◆ Requirement: Retype the passage below on the Woolworth lunch counter anniversary, between "The Museum will also" and "are also invited.", inclusive.
--- Start Selected excerpt ---
GREENSBORO, N.C. — The International Civil Rights Center & Museum will host ‘The Moment, The Music, The Movement,’ honoring the 50th anniversary of the desegregation of the F.W. Woolworth lunch counter. The celebration will be held at the Empire Room and the Museum located in downtown Greensboro from 1 p.m. to 6 p.m. on July 25. Six months after the Greensboro sit-ins commenced, the store’s lunch counter was successfully integrated on July 25, 1960.

The Museum will honor four former F.W. Woolworth employees — Geneva Tisdale, Susie Morrison, Anetha Jones and Charles Bess. They were selected on July 25, 1960 by store manager Clarence “Curly” Harris to be the first African American customers served at the store’s lunch counter. By the end of that same week, more than 300 African Americans would be served at the Greensboro F.W. Woolworth lunch counter.

The Museum will also pay tribute to other F.W. Woolworth employees including Ima Edwards and Robert Moore who worked at the famous “five and dime” store during the landmark protests. Participants from the Greensboro sit-ins and those who protested at segregated eating facilities across the Triad are also invited.
--- End Selected excerpt ---
--- Start Dataset extract ---
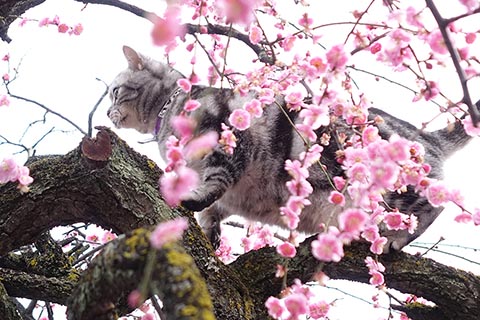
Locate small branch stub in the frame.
[81,127,112,162]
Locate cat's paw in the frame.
[107,110,122,128]
[180,188,219,211]
[180,199,213,211]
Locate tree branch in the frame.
[232,236,480,320]
[425,0,480,126]
[68,229,214,320]
[0,128,264,319]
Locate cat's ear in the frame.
[123,46,144,71]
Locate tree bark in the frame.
[0,0,480,320]
[0,128,480,319]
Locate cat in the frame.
[108,46,470,251]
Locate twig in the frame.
[150,295,167,320]
[7,89,87,135]
[88,78,108,138]
[343,0,375,44]
[425,0,480,126]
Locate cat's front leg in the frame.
[198,203,230,249]
[181,149,246,211]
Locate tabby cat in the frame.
[108,46,469,250]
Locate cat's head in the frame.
--- End Dataset extract ---
◆ Correct response:
The Museum will also pay tribute to other F.W. Woolworth employees including Ima Edwards and Robert Moore who worked at the famous “five and dime” store during the landmark protests. Participants from the Greensboro sit-ins and those who protested at segregated eating facilities across the Triad are also invited.